Required action —
The lines to extract run from the first line of the entries through the line that contains "Category: striped kitchen towel"; reproduce exactly those lines and no others.

(Supplied data begins)

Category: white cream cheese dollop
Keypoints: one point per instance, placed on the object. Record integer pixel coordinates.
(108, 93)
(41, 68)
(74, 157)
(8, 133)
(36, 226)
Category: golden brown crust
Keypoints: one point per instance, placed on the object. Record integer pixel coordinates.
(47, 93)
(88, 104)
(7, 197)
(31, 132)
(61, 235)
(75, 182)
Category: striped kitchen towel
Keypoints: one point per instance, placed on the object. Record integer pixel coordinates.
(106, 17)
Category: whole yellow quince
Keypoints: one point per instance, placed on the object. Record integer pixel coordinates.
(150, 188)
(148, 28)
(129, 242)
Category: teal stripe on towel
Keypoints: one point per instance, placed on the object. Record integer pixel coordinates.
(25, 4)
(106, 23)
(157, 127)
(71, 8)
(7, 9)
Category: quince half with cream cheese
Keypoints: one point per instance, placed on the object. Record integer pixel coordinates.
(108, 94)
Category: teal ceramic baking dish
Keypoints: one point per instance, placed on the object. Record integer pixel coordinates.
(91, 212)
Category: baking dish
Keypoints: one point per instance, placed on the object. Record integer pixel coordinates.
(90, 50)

(Supplied data ends)

Answer to this task —
Category: white cream cheese dollop
Keypoints: one point per instance, placed on the object. Record integer pixel coordinates.
(108, 93)
(41, 68)
(74, 157)
(8, 133)
(36, 226)
Category: golden brown crust
Keypoints: one point per instance, placed on the object. Record integer pixel coordinates.
(47, 93)
(88, 104)
(7, 197)
(31, 132)
(61, 235)
(75, 182)
Category: striped kitchen towel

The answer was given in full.